*EXERCISE A*.
Report each line of the rows that contains the word "green", copying every such line in full.

*PROVIDED PASSAGE*.
# My Disney Experience



## chunkygal (Apr 8, 2015)

This is the first visit where I have really tried to utilize the my Disney Experience site before coming. 

It was a total pain. There are many pages of circular logic... like signing up for a fast pass, says you can if you are staying at a resort and 60 days out, does not say in the beginning you have ot have tickets, but you do. So no more waiting to buy tickets til you get here, unless you don't want fast passes. I stuck with it though, many phone calls and long sessions getting all the plans linked, but I pity those who come here any longer thinking you can just walk in get a ticket, ride rides, and go to any restaurants you want. 

I almost would pay to have someone do all this planning, linking for me!

Even 3 weeks out no fast passes for toy story. Almost 6 months out and we had a hard time get reservations for be my guest. We routinely heard people trying to get in restaurants and being told to come back at 8:30 or 9 that night with little kids. Pretty usual wait lines of 60 to 120 minutes. 

I am glad I spent the time, made our trip nicers, but now I feel from here on out I am going to have to come up with a previsit checklist. No more spontaneous buy the ticket when we get there stuff. 

I am interested to hear others experience with my disney experience. I wish the website had a shorter name!


----------



## Myxdvz (Apr 8, 2015)

You can still get tickets the day of, and get FPs.  They have kiosks in the park.

You just can't do it via the App if you do it that way.

the short name is MDE.  I've had success with it and actually love this.  The reason why I like this is because it benefits the types of travelers we are, i.e., not rope drop people.  I have 4 small kids and we normally get to the parks around noon.  Prior to FP+, by the time we get to DHS, we can't do Toy Story anymore so have never ridden that ride.  Same with Soarin.

With MDE, we can plan all our FP+ in the afternoon, and even have them the day of our arrival.

As for BMG, availability of that has always been an issue, not related to FP+.  Disney visitors just gets bigger and bigger every year so there are many many more people competing for the same space.  Those who plan early have less problems and those who do things "spontaneously" do get issues.  I don't know that there's any way around that except build more parks to spread the crowd.


----------



## chunkygal (Apr 8, 2015)

yes you can show up and get fast passes the day of, but the choice may not be there as far as times or attractions. 

IT is a changing world.


----------



## Denise L (Apr 12, 2015)

*SOURCE MATERIAL*.
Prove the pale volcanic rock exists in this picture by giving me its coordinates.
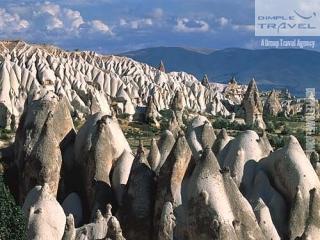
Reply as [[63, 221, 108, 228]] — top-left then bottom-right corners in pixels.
[[219, 130, 272, 192], [187, 115, 216, 159], [119, 145, 156, 240], [242, 79, 266, 129], [261, 136, 320, 239], [25, 184, 66, 240], [263, 90, 282, 116], [153, 132, 191, 239], [75, 113, 134, 218], [14, 93, 74, 202], [188, 148, 265, 240], [0, 41, 232, 127], [61, 192, 83, 227]]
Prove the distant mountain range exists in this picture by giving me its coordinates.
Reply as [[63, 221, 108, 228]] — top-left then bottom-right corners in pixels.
[[119, 47, 320, 96]]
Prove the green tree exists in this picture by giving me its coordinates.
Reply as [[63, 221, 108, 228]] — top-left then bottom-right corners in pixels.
[[0, 174, 26, 240]]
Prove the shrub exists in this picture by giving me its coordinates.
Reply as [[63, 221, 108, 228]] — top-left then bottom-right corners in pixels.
[[0, 174, 26, 240]]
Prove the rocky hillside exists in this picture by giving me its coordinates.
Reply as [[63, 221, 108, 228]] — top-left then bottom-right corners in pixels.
[[121, 47, 320, 96], [0, 41, 229, 130]]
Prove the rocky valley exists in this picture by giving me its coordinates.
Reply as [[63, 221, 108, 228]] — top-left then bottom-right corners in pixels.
[[0, 41, 320, 240]]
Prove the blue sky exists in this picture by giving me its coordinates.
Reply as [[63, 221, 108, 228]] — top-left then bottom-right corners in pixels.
[[0, 0, 300, 53]]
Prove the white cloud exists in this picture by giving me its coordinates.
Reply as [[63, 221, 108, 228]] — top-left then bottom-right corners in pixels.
[[64, 9, 85, 29], [46, 17, 63, 31], [232, 24, 255, 32], [174, 18, 210, 33], [89, 20, 113, 35], [120, 18, 153, 29], [0, 1, 113, 38], [152, 8, 164, 18], [0, 8, 30, 33], [38, 2, 60, 16], [217, 17, 230, 27]]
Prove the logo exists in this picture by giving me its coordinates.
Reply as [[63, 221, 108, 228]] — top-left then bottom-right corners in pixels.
[[255, 0, 320, 36]]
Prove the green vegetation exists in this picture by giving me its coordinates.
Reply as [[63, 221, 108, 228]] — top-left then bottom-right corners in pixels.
[[119, 120, 161, 151], [0, 174, 26, 240]]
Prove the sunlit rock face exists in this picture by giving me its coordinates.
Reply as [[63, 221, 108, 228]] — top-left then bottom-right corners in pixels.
[[242, 79, 266, 129], [0, 42, 320, 240], [263, 90, 282, 117], [13, 106, 320, 240], [0, 41, 230, 128]]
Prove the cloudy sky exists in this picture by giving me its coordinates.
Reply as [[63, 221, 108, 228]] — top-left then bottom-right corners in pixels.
[[0, 0, 278, 53]]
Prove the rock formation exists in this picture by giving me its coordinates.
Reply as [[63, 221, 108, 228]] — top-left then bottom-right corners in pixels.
[[74, 113, 134, 217], [263, 90, 282, 117], [242, 79, 266, 129], [0, 42, 320, 240], [0, 41, 232, 128], [23, 184, 66, 240]]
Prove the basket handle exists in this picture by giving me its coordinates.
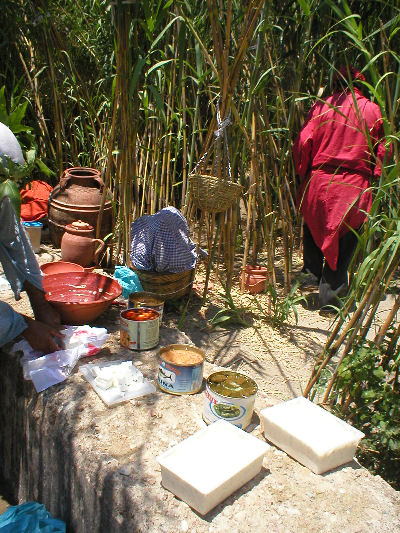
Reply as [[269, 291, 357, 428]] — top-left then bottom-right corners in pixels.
[[191, 100, 232, 181]]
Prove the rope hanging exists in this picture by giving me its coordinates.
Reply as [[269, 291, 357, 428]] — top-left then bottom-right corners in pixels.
[[189, 102, 242, 213]]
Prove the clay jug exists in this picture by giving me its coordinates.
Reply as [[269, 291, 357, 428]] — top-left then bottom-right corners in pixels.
[[61, 220, 106, 267], [47, 167, 112, 248]]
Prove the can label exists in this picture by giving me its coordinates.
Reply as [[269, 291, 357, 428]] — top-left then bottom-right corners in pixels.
[[158, 360, 203, 394], [120, 311, 160, 350], [203, 383, 255, 429]]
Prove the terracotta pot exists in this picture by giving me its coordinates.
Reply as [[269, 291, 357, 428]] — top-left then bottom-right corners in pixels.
[[244, 265, 267, 294], [47, 167, 112, 247], [244, 276, 267, 294], [61, 220, 106, 267], [245, 265, 267, 277], [43, 272, 122, 325], [40, 261, 85, 276]]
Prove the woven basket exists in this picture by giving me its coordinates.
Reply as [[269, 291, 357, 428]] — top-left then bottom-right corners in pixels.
[[189, 174, 243, 213], [131, 267, 195, 301]]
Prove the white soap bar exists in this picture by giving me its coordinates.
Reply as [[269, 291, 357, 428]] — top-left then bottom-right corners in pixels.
[[260, 397, 364, 474], [157, 420, 269, 515], [94, 376, 113, 390]]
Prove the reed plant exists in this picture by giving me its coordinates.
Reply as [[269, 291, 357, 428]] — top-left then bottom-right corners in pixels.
[[0, 0, 400, 486]]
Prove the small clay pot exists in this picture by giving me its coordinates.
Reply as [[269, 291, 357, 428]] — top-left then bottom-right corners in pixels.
[[61, 220, 105, 267], [244, 265, 267, 294]]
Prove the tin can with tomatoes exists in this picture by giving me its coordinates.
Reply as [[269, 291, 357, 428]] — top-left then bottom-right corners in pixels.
[[120, 307, 160, 350]]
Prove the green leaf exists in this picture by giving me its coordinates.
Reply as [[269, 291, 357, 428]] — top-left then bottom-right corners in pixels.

*EXERCISE B*.
According to the My Disney Experience thread, why does Myxdvz like MDE? Answer in one to three sentences.

*FINAL ANSWER A*.
Prove the green tree exists in this picture by giving me its coordinates.
Prove the green vegetation exists in this picture by giving me its coordinates.
Prove the green leaf exists in this picture by giving me its coordinates.

*FINAL ANSWER B*.
Myxdvz likes MDE because it suits their family, who are not rope drop people: they have four small kids and usually reach the parks around noon. Before FP+, Toy Story and Soarin were no longer available by the time they arrived, but with MDE they can plan all their FP+ for the afternoon, even on their arrival day.